◆ **WRITTEN EXERCISE 1**: Render the entries as a JSON list of strings, one string per line and blank lines left out, covering only the part that opens with the line containing "shrub so it can anchor a virtual label." and runs through the end of the entries.

◆ **EXTRACTED TEXT**:

Monday 14 July 2014

The three levels of knowledge

In terms of my own shamanic paradigm, and from what I have deduced from various positions, especially (of course) the great three, Nietzsche, Bataille & Marechera (although in a sense I have learned even more from their critics), the mammalian, middle level of the consciousness is concerned with making moral formulations about social situations.
 
Now, I think that sometimes, or perhaps always, a sign of having a problem with the middle level of human meaning is that one does not know how to make one’s moral formulations MATCH the conventional moral formulations about social situations.  One may have very advanced ideas about morality and ethics, and these may even be better thought through and more productive (producing many better relationships, for instance) than conventional herd morality.  But the herd still penalizes those who cannot read and register social situations according to its own conventional morality.  
 
It may also be that the three levels of the human mind (as I have posited them) are generally able to be associated with three levels of hierarchy within society.  You would have the very lower classes, the manual labor types, or poor and violently uneducated operating basically on instinct and emotional sensation (this is actually not a bad way to be in many respects, as one is untroubled by complex moral systems).
 
Then, at a higher level, which is the middle level of society, you have the predominance of the principle of herd morality and what might kindly be called bourgeois conformity.  One conforms as a matter of principle, in order to belong, and one takes pride in matching others in their conformity.  Thus one does all that one feels one needs to do to be a productive member of society.  This much relates to what we tend to call “middle class values”.

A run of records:
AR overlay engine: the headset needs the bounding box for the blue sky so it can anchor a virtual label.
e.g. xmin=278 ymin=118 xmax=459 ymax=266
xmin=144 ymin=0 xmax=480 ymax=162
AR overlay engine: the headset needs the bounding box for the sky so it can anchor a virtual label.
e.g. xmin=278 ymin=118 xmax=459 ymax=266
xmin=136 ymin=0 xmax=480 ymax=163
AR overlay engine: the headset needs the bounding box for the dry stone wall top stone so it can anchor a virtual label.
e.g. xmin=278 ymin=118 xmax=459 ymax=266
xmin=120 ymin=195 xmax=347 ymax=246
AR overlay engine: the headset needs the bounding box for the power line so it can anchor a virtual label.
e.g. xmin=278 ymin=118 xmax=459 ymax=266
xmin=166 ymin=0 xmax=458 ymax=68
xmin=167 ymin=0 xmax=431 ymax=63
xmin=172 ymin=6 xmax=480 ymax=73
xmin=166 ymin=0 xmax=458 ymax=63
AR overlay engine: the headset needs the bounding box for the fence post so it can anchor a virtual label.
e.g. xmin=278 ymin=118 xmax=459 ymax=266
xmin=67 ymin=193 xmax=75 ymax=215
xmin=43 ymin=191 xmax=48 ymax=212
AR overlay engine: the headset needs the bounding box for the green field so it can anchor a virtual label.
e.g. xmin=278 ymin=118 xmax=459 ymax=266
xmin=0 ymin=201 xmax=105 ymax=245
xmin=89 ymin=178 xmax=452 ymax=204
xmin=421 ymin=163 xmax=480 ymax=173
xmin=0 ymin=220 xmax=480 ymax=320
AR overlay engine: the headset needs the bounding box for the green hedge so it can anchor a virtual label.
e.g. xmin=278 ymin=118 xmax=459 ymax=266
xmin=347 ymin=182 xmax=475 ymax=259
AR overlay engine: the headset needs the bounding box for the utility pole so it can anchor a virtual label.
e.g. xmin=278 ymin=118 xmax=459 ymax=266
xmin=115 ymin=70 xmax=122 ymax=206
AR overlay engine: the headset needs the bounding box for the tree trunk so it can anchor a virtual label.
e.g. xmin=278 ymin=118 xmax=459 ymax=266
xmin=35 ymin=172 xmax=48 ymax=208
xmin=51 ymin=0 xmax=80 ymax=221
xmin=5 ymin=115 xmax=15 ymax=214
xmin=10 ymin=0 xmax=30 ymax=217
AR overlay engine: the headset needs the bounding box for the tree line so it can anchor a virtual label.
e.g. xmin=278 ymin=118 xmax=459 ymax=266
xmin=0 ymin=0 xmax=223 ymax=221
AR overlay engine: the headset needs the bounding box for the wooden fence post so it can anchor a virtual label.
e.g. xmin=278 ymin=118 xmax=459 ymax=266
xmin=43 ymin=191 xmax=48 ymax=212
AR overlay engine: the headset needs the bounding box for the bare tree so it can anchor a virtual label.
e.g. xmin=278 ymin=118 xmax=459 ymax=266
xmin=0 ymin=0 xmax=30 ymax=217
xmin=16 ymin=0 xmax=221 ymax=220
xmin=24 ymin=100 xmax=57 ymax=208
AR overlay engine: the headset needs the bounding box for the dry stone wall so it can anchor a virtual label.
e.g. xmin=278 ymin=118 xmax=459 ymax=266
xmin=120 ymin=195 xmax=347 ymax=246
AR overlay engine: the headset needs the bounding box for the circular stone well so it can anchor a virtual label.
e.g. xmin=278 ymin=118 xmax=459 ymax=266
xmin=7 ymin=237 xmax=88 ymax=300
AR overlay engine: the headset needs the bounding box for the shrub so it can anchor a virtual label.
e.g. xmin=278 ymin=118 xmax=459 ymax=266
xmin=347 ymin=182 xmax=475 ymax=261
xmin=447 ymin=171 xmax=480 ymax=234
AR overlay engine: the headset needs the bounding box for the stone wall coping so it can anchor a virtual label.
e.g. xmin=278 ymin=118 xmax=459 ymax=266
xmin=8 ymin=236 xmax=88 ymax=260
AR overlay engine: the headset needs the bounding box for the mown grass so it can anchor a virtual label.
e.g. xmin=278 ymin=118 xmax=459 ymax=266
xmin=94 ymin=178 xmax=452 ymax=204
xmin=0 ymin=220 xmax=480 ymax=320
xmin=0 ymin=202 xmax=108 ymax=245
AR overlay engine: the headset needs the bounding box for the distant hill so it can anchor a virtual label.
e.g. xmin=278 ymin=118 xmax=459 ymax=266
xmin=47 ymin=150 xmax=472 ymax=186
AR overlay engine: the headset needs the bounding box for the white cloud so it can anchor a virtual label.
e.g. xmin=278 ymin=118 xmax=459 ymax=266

◆ **WRITTEN EXERCISE 2**: Please reproduce, word for word, the part of the post on the three levels of knowledge that opens with the words "The three levels of knowledge" and closes with "making moral formulations about social situations.".

◆ **WORKED ANSWER 1**:
[
  "AR overlay engine: the headset needs the bounding box for the shrub so it can anchor a virtual label.",
  "e.g. xmin=278 ymin=118 xmax=459 ymax=266",
  "xmin=347 ymin=182 xmax=475 ymax=261",
  "xmin=447 ymin=171 xmax=480 ymax=234",
  "AR overlay engine: the headset needs the bounding box for the stone wall coping so it can anchor a virtual label.",
  "e.g. xmin=278 ymin=118 xmax=459 ymax=266",
  "xmin=8 ymin=236 xmax=88 ymax=260",
  "AR overlay engine: the headset needs the bounding box for the mown grass so it can anchor a virtual label.",
  "e.g. xmin=278 ymin=118 xmax=459 ymax=266",
  "xmin=94 ymin=178 xmax=452 ymax=204",
  "xmin=0 ymin=220 xmax=480 ymax=320",
  "xmin=0 ymin=202 xmax=108 ymax=245",
  "AR overlay engine: the headset needs the bounding box for the distant hill so it can anchor a virtual label.",
  "e.g. xmin=278 ymin=118 xmax=459 ymax=266",
  "xmin=47 ymin=150 xmax=472 ymax=186",
  "AR overlay engine: the headset needs the bounding box for the white cloud so it can anchor a virtual label.",
  "e.g. xmin=278 ymin=118 xmax=459 ymax=266"
]

◆ **WORKED ANSWER 2**:
The three levels of knowledge

In terms of my own shamanic paradigm, and from what I have deduced from various positions, especially (of course) the great three, Nietzsche, Bataille & Marechera (although in a sense I have learned even more from their critics), the mammalian, middle level of the consciousness is concerned with making moral formulations about social situations.